_Work task:_ Only one span of the listing below is wanted: the lines from the one with "tile, as integer pixel positions." through the one with "strip, as integer pixel positions.", reproduced exactly, both ends kept.

Segment Start: Available records

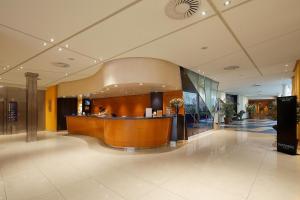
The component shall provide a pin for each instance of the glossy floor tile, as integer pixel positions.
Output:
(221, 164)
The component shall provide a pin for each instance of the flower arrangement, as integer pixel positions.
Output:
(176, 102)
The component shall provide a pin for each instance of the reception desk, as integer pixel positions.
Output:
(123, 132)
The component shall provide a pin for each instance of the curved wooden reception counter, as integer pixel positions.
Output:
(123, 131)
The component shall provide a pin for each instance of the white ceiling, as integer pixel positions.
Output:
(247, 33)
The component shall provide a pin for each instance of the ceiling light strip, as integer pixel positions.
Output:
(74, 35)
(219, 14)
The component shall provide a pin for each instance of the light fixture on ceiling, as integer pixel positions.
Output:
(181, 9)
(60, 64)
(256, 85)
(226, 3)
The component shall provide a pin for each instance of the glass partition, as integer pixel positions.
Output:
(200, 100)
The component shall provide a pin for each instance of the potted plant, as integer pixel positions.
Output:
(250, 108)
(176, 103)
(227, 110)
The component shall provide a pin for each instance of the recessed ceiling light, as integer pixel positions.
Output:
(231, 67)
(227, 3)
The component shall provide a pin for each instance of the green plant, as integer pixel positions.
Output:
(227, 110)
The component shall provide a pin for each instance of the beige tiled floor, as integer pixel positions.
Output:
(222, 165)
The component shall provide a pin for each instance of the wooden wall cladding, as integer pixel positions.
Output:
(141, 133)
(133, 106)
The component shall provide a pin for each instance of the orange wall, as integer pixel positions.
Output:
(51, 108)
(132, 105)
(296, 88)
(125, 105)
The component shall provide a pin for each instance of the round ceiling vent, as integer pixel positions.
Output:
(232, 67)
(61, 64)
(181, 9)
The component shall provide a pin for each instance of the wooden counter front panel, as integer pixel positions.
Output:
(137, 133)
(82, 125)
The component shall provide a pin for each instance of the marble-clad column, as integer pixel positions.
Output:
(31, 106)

Segment End: Available records
Segment Start: Available records

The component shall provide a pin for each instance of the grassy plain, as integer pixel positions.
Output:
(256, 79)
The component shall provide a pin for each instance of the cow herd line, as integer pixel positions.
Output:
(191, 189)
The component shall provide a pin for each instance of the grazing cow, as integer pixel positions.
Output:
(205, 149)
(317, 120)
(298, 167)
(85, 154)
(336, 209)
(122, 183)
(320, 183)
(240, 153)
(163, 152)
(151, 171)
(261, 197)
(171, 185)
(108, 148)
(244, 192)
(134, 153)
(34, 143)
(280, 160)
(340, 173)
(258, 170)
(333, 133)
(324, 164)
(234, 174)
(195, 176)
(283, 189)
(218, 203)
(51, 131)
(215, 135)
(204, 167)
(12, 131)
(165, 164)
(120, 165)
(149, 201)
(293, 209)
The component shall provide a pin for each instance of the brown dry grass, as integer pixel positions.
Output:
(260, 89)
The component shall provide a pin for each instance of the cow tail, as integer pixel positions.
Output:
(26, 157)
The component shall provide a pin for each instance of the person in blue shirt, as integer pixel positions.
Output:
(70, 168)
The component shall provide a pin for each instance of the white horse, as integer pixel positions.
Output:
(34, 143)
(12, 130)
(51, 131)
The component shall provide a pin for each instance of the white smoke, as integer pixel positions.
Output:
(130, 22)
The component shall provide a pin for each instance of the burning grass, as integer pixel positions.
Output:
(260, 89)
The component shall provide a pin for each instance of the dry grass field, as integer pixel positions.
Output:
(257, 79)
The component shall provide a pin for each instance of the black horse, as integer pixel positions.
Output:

Segment End: Available records
Segment Start: Available records

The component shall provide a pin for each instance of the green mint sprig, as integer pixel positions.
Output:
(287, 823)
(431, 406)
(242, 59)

Segment End: Available records

_The completed task:_
The component shall provide a pin for each instance of the glossy floor tile, as integer pixel positions.
Output:
(221, 164)
The component shall provide a pin for each instance of the flower arrangement, as integer pixel positions.
Output:
(176, 102)
The component shall provide a pin for each instance of the reception desk, as integer pixel positions.
Output:
(123, 132)
The component shall provide a pin for each instance of the curved wooden reception counter, as integer pixel positions.
Output:
(123, 131)
The component shall provide a pin for each instance of the white ceiling, as integer pixel positions.
Output:
(247, 33)
The component shall provide a pin for each instance of the ceiling light strip, as integer pixel positions.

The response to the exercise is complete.